Muitos quase 50 anos depois, não lembro que cadeira técnica era essa e não lembro um nome sequer dos professores envolvidos. Mas lembro bem da música: Os Planetas, do inglês Gustav Holst. Lembro também de dois sentimentos opostos. Um, o de ver a música aceita num curso de arquitetura que tinha muito de árido. Outro, a indignação de descobrir que eu nunca tinha ouvido Os Planetas. Nem sabia do que se tratava.
Na minha soberba de estudante de música, que eu já era há tempos, eu deveria saber tudo e conhecer tudo. Só depois vim descobrindo que cada vez sei menos de música do que uma vez supus. Ali, com Os Planetas, descobri a revolta de confrontar minha própria ignorância. Hoje se toca essa peça de interpretação dos signos com alguma frequência e alguns trechos viraram até hino não oficial de cerimônias diplomáticas e festivais.
Naqueles 1970, no entanto, Os Planetas era música que só os ingleses conheciam. Além, é óbvio, desse algum professor de uma faculdade de arquitetura do sul do mundo que, de um só golpe, me ensinou duas coisas – que a arquitetura pode interagir com a música e que, drama dos dramas, nunca se sabe tudo.

────────────────────

* EXERCÍCIO CURTO A *
Segundo o texto para leitura, quem compôs Os Planetas?
* EXERCÍCIO CURTO B *
Repita o trecho do texto para leitura que começa nas palavras "Na minha soberba" e termina depois de "diplomáticas e festivais.".

────────────────────

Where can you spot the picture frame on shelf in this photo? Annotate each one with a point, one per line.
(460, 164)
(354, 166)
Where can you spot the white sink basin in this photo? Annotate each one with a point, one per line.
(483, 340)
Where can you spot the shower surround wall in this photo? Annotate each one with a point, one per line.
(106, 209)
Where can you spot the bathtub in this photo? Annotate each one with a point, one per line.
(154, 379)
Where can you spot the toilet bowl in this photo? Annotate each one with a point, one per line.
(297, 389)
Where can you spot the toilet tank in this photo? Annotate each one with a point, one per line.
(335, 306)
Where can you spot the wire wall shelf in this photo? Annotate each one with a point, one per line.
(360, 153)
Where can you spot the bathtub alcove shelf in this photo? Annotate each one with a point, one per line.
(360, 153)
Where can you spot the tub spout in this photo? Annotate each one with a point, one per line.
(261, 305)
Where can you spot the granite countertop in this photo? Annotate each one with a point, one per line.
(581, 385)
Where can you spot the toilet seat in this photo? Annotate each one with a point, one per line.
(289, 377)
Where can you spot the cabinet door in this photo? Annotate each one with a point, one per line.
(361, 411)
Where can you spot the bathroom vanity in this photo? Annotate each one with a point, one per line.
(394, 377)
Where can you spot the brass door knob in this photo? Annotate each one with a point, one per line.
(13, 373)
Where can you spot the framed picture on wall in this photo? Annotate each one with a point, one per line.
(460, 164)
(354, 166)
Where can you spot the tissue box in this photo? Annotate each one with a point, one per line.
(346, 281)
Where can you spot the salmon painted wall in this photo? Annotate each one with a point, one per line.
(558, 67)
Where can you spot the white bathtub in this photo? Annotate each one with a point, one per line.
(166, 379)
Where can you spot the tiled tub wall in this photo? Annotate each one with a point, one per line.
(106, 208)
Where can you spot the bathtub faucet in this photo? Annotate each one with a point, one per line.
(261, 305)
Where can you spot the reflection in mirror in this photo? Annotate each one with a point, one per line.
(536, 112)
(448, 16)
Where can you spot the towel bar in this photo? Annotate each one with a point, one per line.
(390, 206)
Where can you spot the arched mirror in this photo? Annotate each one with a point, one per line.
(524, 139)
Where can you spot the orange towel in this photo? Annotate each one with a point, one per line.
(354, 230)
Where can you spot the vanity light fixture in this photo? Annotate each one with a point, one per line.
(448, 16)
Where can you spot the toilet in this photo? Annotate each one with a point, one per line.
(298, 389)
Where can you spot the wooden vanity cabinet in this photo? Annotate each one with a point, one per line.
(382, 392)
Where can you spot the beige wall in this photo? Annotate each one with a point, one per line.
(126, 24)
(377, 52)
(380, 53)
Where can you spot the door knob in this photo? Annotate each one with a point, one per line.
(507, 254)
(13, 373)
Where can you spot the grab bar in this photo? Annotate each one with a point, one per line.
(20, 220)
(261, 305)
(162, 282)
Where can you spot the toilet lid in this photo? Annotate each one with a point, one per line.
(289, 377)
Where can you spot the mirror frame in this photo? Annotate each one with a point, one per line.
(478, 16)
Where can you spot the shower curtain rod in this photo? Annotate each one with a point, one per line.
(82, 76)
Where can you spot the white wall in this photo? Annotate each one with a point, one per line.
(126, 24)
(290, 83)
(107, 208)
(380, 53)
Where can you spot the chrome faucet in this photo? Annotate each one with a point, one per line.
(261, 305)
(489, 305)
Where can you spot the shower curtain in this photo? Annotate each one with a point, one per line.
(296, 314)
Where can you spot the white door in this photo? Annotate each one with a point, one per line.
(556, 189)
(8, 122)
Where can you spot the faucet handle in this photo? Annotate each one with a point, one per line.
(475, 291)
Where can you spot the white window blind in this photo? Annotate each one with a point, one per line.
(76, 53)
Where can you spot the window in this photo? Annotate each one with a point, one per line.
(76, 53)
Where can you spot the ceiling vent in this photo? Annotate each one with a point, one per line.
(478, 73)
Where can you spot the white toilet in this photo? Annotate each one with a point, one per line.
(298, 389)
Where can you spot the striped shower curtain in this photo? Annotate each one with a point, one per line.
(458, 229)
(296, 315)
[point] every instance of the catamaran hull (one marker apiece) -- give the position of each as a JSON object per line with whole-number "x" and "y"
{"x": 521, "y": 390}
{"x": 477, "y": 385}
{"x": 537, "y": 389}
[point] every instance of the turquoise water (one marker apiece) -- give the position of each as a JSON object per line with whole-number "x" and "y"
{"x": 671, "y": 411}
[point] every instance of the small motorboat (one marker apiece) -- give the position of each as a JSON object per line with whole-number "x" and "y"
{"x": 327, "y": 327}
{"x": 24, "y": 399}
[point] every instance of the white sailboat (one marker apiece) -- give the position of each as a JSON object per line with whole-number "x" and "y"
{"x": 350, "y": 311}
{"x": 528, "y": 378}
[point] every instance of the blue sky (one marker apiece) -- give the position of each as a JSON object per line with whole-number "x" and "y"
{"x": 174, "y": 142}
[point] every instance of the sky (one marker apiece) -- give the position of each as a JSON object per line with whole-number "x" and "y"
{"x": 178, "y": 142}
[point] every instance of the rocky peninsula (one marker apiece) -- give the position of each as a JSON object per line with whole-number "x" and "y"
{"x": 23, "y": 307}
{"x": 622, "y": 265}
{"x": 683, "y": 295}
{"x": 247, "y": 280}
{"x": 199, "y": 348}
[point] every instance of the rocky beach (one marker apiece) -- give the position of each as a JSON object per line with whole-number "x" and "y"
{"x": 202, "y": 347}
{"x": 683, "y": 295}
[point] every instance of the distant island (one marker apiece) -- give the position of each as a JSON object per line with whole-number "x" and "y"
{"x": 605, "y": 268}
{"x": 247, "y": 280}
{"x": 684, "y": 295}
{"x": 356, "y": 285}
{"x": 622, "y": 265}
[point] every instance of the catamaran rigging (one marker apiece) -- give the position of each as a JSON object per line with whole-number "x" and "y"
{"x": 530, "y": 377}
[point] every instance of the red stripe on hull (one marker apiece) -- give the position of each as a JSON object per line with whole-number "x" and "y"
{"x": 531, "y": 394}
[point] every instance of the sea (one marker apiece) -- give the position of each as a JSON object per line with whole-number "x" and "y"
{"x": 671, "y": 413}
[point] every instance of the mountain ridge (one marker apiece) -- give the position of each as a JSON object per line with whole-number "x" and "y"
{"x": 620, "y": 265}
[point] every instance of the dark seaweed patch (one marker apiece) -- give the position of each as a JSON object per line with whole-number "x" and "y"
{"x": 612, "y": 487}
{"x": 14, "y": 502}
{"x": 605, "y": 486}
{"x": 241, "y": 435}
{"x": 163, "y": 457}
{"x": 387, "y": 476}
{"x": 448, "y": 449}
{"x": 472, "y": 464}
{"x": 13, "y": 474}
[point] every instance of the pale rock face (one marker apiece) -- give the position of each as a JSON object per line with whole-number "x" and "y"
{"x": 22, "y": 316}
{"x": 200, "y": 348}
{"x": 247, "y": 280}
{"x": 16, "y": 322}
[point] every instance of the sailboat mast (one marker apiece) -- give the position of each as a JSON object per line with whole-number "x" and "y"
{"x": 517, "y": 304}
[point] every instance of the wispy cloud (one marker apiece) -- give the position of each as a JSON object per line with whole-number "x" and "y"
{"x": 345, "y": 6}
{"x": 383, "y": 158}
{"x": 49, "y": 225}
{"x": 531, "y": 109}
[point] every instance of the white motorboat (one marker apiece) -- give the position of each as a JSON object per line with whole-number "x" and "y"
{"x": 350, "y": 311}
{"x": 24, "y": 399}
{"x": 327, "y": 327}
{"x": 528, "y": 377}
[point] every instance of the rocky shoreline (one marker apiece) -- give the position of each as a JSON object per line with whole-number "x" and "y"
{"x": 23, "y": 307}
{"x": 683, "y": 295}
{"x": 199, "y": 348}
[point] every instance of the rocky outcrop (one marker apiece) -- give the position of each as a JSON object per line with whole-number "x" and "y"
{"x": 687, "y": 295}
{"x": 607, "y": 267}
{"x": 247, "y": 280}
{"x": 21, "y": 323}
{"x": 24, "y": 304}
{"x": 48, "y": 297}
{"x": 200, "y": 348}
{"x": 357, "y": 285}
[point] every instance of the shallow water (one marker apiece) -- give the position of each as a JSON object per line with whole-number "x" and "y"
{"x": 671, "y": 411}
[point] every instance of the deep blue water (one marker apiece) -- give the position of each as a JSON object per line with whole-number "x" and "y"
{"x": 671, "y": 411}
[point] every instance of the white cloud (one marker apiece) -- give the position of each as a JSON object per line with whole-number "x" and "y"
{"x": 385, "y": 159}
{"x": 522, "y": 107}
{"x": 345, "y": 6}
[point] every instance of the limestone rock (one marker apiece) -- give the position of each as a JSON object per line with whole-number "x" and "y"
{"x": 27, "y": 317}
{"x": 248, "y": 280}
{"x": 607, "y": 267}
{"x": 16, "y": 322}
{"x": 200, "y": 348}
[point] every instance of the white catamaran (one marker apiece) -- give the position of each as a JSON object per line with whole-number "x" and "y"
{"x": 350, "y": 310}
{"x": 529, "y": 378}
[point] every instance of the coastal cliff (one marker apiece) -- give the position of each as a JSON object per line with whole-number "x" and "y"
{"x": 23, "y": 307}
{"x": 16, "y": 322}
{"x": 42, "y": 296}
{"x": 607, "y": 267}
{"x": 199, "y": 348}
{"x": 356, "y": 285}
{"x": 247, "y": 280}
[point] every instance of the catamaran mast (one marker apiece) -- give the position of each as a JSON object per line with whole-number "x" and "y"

────────────────────

* RESPOSTA ESPERADA A *
O inglês Gustav Holst.

* RESPOSTA ESPERADA B *
Na minha soberba de estudante de música, que eu já era há tempos, eu deveria saber tudo e conhecer tudo. Só depois vim descobrindo que cada vez sei menos de música do que uma vez supus. Ali, com Os Planetas, descobri a revolta de confrontar minha própria ignorância. Hoje se toca essa peça de interpretação dos signos com alguma frequência e alguns trechos viraram até hino não oficial de cerimônias diplomáticas e festivais.